-- EXTRACTED ENTRIES follows --

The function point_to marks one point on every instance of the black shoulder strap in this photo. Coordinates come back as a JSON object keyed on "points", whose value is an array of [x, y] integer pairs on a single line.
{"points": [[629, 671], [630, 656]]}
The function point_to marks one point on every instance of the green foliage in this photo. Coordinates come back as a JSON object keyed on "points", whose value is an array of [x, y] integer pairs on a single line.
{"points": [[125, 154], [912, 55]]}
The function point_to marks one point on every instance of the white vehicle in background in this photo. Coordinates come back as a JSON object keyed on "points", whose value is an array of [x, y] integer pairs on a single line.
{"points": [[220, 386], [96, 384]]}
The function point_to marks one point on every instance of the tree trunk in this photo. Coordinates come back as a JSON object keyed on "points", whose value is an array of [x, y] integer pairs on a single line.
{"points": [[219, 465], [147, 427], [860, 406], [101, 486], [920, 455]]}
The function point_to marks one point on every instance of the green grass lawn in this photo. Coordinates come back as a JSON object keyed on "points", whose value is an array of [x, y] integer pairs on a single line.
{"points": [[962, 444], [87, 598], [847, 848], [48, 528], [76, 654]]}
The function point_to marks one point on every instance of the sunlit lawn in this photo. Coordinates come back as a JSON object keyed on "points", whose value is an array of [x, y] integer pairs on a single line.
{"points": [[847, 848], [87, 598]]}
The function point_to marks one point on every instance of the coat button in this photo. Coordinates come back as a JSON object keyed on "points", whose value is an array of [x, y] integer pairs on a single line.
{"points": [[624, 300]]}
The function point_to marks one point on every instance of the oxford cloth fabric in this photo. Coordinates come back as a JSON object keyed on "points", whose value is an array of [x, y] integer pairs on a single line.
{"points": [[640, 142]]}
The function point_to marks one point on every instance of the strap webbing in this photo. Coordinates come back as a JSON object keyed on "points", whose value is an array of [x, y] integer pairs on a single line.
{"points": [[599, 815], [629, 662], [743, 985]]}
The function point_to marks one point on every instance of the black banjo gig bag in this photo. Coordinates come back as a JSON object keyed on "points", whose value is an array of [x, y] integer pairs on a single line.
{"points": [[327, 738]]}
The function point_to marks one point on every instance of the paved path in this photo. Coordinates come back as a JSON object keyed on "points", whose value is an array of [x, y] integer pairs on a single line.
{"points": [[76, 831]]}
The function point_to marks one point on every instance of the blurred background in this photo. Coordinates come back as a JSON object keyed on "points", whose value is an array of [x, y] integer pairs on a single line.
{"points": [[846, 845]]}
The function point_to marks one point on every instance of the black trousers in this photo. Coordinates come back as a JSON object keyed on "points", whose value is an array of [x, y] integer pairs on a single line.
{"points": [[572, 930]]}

-- EXTRACTED ENTRIES concluded --

◆ WORK ITEM
The data above should be returned exactly as written.

◆ RESULT OF THE TASK
The function point_to marks one point on every instance of the black shoulder strap in this photo. Coordinates come back as a JSON object keyed on "points", whose value is an array of [x, y] integer pairs on a single line.
{"points": [[629, 671], [630, 656]]}
The function point_to marks one point on every instance of the green foliage in this photo. Coordinates come back as a JSON object keyed on "points", whose value is an array of [x, y] integer pairs on a single line.
{"points": [[125, 154], [912, 55]]}
The function point_to marks one point on every instance of the white vehicle in background in this photo. Coordinates come back as a JSON object keyed on "points", whose value is an array of [x, y] integer pairs on a single line.
{"points": [[220, 386], [96, 384]]}
The function point_to marks one point on every instance of the tree trunk in this photo. Coordinates come back as a JSON object keyed on "points", whose value is an array of [x, y] integer pairs on a single line.
{"points": [[219, 465], [147, 427], [860, 406], [101, 486], [920, 455]]}
The function point_to marks one point on every instance of the green grass lawn in this photo. Coordinates come back as a JSON object keyed on "points", whose value is an array of [x, y] integer pairs on a single line.
{"points": [[962, 444], [87, 598], [847, 848], [48, 528], [76, 654]]}
The function point_to marks one point on every instance of the sunlit lawn in this photo. Coordinates come back as a JSON object keyed on "points", whose value is an array of [x, y] integer pairs on a single line.
{"points": [[847, 848], [87, 598]]}
The function point_to marks one point on every instance of the coat button in this photo. Coordinates come back as a JSON object keyed on "points", whose value is an array of [x, y] integer pairs on a single line.
{"points": [[624, 300]]}
The function point_to marks one point on every instance of the oxford cloth fabric in this photo. Coordinates come back as a JSON object keyed on "points", whose value is an array of [x, y] integer pairs on a single line.
{"points": [[640, 142]]}
The function point_to marks one point on every instance of the strap webbing in this photo. Coordinates come back as a JSON object keyed on "points", whose value is an array of [x, y] integer pairs on a single line.
{"points": [[599, 815], [629, 662], [743, 985]]}
The function point_to marks one point on every instance of the black banjo gig bag in this photo. Coordinates come back as a JSON object keyed on "points", whose value is an array of [x, y] integer pairs on a single line.
{"points": [[327, 738]]}
The function point_to marks one point on every instance of the paved path in this photo. Coordinates come back as a JSON object keyed on "points", whose value is an array of [x, y] integer pairs on a single line.
{"points": [[76, 831]]}
The function point_to marks one point on every instance of the blurred background in this photo. Coordinates come back as a JSON object keyed on "points", whose value is an array of [x, y] integer pairs on a single line.
{"points": [[846, 845]]}
The function point_to marks one point on every instance of the black trousers in this photo. Coordinates come back as a JSON object keyed on "points", whose value is an array of [x, y] integer pairs on a single line.
{"points": [[572, 930]]}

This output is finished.